or, another possibility is that they implanted the processed sperm
in the womb of a cow. All of which, he says, “show that the ancient
Indian sages had the knowledge of sperm, chromosomes and genes, and
they knew how to develop a baby outside the human uterus. They also
knew how to create a baby from only a sperm.”
According to
Vartak, the story in the Mahabharata fits well with the concepts of
modern science. He quotes descriptions of the characteristics and
functions of the X and Y chromosomes, giving the number as 24 and
the name as Gunavidhi, which translates as ‘characters’ and
‘functions’. In another text, Srimad Bhagavatam, they are numbered
as 23, but the Mahabharata adds the cell proper to make 24, and
Vartak finds this proof of knowledge as “the cell itself does take
part in controlling the functions and characters. . . . It is also
clearly stated that hereditary diseases and genetic diseases like
Asthma, Migraine . . . Epilepsy, Diabetes, etc., occur in the
individuals due to a defective gene.” And for more detailed
information he refers us to his books in the Marathi language,
Swayambhu and Vastava Ramayana.
According to
modern science, the sperm is mostly nuclear material and the ovum is
food material. So it is possible to create a human being only from
sperm if proper nourishment is supplied to it. Similarly, it is
possible, as in “parthenogenesis,” to create an animal only from an
ovum if that ovum is stimulated by some means. This phenomenon is
also described in the Mahabharata when the sage Vasishtha says that
an embryo can develop only from the female and, more emphatically,
that the whole body of an offspring can develop only from sperm
without the involvement of the female. And Vasishtha may say this
with conviction because he himself was born without the help of a
mother. The sage Agasti, his “twin,” was “born” at the same time out
of the same kumbha, or pot. In this, the first of such successful
experiments, the scientists Mitra and Varuna mixed their sperm and
processed it in a pot and produced human male twins in about 10,000
BC, in the age known as Satyayuga, the Age of Truth.
--- --- ---
WHAT THIS EXERCISE ASKS
(1) List every book or scripture the excerpt mentions by name.
(2) Answer these from the excerpt:
(a) What number does the Srimad Bhagavatam give for the chromosomes?
(b) Out of what were Vasishtha and Agasti "born"?
(c) In which age were the twins produced?
The data has no connection to the excerpt.

DATA BELOW
--- --- ---
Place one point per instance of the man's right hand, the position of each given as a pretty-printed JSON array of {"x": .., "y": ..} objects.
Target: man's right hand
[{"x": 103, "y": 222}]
--- --- ---
PER-TASK ANSWERS
(1) Mahabharata, Srimad Bhagavatam, Swayambhu, Vastava Ramayana

(2)
(a) 23
(b) A kumbha, or pot
(c) Satyayuga, the Age of Truth